TASK GOAL
Show each line in the records below that contains the word "windshield".

Stored data:
[START]

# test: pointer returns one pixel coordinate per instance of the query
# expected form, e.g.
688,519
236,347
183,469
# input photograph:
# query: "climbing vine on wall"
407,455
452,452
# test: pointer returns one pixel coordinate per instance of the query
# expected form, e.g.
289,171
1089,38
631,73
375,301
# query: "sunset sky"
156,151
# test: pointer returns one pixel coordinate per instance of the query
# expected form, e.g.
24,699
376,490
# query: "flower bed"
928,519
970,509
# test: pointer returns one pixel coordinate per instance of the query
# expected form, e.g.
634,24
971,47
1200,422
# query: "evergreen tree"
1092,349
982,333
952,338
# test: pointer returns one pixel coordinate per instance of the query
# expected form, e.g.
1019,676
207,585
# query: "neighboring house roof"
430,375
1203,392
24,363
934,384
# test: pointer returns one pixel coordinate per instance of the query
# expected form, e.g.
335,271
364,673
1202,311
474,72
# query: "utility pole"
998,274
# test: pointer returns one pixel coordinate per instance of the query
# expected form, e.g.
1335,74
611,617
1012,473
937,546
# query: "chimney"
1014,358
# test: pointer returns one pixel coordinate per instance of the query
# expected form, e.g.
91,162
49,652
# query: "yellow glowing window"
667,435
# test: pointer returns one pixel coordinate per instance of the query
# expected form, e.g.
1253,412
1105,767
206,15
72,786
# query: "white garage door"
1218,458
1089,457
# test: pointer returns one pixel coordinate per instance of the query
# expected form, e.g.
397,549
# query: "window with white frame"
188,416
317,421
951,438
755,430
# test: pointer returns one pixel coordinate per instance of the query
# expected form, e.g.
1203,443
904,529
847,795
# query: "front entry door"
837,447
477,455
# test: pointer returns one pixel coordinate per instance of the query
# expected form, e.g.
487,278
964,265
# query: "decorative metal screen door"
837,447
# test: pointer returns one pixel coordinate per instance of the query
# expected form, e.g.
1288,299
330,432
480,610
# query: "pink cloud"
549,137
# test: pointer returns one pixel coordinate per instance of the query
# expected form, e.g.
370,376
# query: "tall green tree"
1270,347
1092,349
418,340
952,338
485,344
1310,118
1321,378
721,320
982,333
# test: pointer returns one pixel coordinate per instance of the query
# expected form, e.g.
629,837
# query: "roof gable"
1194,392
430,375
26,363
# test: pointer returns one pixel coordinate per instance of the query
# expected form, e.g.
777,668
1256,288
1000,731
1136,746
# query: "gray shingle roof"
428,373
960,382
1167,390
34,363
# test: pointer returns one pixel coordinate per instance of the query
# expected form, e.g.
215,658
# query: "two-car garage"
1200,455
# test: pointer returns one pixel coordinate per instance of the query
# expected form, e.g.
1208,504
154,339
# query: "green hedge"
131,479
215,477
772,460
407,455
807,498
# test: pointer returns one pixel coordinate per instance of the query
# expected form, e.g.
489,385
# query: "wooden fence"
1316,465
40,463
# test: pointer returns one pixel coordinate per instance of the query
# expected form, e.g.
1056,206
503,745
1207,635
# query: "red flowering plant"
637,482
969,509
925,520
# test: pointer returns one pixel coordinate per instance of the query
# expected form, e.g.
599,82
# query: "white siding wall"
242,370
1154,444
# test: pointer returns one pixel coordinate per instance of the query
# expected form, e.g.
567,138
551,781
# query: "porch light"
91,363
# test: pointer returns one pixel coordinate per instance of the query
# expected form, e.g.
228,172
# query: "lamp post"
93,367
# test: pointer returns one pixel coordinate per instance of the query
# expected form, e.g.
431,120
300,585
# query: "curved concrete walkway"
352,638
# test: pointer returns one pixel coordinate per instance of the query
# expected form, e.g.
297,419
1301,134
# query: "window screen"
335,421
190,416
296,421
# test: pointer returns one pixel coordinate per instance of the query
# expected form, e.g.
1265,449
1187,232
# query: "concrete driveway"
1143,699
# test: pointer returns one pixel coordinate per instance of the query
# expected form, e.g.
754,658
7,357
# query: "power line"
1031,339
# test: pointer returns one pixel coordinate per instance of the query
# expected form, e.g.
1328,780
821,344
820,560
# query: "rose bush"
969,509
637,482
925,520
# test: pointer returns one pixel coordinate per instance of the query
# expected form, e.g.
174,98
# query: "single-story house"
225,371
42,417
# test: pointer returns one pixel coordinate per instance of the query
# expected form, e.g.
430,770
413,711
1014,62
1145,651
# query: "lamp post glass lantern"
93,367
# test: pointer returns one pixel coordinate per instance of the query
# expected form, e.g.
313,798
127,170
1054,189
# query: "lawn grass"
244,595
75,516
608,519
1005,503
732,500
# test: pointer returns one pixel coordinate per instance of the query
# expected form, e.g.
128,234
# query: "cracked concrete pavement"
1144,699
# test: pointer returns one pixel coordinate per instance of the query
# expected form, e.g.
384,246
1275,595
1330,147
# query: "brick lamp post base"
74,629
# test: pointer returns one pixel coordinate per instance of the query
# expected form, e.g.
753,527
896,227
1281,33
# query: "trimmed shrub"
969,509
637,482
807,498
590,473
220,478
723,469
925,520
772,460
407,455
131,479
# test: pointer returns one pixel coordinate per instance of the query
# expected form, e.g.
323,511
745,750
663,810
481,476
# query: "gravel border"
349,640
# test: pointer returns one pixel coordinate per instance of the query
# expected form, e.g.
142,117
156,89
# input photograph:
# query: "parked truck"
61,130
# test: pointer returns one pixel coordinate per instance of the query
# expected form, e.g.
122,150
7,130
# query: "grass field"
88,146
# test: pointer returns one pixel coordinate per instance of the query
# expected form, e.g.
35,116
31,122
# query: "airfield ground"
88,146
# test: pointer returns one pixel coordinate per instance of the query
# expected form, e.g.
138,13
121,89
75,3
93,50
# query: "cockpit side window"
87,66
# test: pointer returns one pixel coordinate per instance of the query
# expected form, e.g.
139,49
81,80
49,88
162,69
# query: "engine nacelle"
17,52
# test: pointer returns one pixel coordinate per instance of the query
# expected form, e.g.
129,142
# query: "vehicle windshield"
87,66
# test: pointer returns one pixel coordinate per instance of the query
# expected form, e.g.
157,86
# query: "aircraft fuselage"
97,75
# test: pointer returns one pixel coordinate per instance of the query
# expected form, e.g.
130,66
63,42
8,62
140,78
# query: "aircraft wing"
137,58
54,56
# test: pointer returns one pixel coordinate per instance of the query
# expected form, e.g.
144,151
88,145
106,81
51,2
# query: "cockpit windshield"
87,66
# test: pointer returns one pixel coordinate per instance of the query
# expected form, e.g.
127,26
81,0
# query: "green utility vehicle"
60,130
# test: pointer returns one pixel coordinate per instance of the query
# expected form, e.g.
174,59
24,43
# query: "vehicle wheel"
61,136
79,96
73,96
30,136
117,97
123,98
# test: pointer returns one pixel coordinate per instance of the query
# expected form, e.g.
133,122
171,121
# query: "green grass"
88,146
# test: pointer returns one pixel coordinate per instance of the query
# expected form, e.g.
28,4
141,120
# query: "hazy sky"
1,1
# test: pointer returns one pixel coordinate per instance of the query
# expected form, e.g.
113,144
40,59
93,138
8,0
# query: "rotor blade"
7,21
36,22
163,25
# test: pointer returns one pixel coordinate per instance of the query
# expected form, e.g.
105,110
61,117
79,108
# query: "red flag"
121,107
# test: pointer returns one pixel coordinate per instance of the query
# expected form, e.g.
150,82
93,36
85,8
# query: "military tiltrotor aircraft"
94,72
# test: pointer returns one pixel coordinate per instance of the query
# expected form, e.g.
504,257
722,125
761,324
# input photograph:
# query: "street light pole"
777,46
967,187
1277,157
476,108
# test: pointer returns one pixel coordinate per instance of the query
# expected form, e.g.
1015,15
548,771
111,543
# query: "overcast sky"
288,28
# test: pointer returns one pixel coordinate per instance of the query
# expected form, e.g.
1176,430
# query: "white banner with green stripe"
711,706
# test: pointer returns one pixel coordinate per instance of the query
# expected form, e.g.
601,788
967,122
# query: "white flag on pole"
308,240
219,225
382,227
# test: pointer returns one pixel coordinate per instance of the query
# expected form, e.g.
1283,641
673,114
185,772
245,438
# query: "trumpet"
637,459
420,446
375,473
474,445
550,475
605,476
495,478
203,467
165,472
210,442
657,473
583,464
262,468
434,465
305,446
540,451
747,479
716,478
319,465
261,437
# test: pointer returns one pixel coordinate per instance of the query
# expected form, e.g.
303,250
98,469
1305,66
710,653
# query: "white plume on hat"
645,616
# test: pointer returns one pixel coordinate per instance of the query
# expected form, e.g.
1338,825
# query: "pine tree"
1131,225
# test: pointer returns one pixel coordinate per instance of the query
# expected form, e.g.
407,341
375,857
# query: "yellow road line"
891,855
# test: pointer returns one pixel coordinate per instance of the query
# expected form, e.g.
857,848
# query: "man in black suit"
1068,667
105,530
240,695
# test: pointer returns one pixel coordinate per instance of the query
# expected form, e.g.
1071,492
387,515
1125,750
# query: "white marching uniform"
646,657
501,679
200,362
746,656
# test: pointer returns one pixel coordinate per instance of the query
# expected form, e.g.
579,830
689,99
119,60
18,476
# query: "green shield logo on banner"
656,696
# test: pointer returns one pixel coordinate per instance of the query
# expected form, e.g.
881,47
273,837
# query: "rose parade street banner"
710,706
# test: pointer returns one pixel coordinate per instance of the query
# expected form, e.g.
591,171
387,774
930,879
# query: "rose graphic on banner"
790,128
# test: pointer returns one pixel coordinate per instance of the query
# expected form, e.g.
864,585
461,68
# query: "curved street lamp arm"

[END]

TASK SOLUTION
# query: "vehicle windshield"
# query: "cockpit windshield"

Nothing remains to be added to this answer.